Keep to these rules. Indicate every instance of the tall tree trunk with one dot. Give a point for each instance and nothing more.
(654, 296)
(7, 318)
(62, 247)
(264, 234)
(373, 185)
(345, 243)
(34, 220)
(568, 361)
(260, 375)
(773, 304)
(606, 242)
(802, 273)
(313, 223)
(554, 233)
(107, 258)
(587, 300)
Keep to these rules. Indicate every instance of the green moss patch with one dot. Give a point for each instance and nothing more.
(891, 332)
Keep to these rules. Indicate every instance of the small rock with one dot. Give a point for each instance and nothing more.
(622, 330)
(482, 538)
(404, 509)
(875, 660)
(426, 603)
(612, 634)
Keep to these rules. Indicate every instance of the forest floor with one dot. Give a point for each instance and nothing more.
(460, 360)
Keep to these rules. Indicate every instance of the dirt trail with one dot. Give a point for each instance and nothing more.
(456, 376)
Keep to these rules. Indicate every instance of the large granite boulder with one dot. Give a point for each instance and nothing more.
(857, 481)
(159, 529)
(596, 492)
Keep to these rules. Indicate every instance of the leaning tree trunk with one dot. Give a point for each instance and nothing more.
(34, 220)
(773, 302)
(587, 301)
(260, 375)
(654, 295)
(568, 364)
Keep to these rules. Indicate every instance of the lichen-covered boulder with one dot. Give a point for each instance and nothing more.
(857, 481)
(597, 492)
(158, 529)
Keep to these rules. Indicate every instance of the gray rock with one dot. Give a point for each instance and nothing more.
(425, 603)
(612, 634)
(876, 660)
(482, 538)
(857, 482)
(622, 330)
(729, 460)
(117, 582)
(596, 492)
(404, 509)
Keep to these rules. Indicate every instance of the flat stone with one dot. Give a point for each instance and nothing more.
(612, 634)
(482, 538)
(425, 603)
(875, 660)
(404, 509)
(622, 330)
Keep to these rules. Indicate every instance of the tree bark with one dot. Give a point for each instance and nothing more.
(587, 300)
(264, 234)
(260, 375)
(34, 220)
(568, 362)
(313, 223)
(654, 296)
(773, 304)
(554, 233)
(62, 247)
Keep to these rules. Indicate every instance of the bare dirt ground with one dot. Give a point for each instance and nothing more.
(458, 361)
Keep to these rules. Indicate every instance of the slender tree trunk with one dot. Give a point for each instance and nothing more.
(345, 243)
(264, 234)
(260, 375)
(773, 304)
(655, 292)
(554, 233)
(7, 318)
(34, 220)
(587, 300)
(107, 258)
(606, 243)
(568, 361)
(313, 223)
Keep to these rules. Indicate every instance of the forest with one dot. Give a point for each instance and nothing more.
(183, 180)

##########

■ Task to carry out
An exact copy of every line above, start to finish, is required.

■ Response box
Keep to these rules. Indicate every instance of the tall tree trunk with one dot. Give a point for each instance and nothing more.
(654, 296)
(7, 318)
(62, 247)
(264, 234)
(373, 185)
(345, 243)
(34, 220)
(568, 361)
(260, 375)
(773, 304)
(606, 242)
(802, 273)
(313, 223)
(554, 233)
(107, 258)
(587, 300)
Keep to these rules. Indicate every instance of the green moss patch with one dot. Give a point for each instance and nothing more.
(891, 332)
Keep to these rules. Indicate every instance of the small rock with one dot. Give a point for each instance and nothing more.
(622, 330)
(482, 538)
(404, 509)
(875, 660)
(426, 603)
(612, 634)
Keep to these rules. Indicate every instance of the forest floor with one dot. Give a point for each instance and nothing more.
(460, 360)
Keep to these rules. Indicate every instance of the dirt trail with one dot. Give a point for each instance and nothing more.
(456, 376)
Keep to these rules. Indicate every instance of the large granite boulder with one dot. Give a point for each instance and nothing more.
(857, 481)
(159, 529)
(596, 492)
Keep to these rules. Indicate every instance of the leaning tree trunk with one dot. Give a point for each instance and nothing more.
(34, 220)
(773, 302)
(587, 301)
(260, 375)
(654, 295)
(568, 364)
Keep to these rules. Indicate every instance of the lichen-covered boulder with one dot. Give a point for each instance and nothing more.
(857, 481)
(597, 492)
(158, 529)
Keep to these rules. Indicate every instance of the gray rock with one dot. Give a point for each instance and nothing more.
(425, 603)
(612, 634)
(876, 660)
(482, 538)
(857, 482)
(622, 330)
(729, 460)
(117, 582)
(596, 492)
(404, 509)
Keep to these rules. Indicate every instance of the flat stone with one dot. Give a point for each instance and nothing more.
(612, 634)
(482, 538)
(425, 603)
(875, 660)
(404, 509)
(622, 330)
Keep to these rules. Indicate every instance of the tree bark with one dot. Give a point for each instance and nothing more.
(587, 300)
(264, 234)
(260, 375)
(34, 220)
(568, 362)
(313, 223)
(654, 296)
(773, 304)
(554, 233)
(62, 247)
Keep to these rules. Indicate every instance of the bare dirt ground with one dot. Give a point for each instance and nothing more.
(458, 361)
Keep to these rules. Indicate every instance of the slender tree trunk with one dot. Give a point for each instance and nothing more.
(345, 243)
(264, 234)
(260, 375)
(773, 304)
(655, 292)
(554, 233)
(7, 318)
(34, 220)
(587, 300)
(107, 258)
(606, 243)
(568, 361)
(313, 223)
Keep to these rules. Indicate every instance of the forest with one dot. Give a point for each instance and nothing more.
(183, 180)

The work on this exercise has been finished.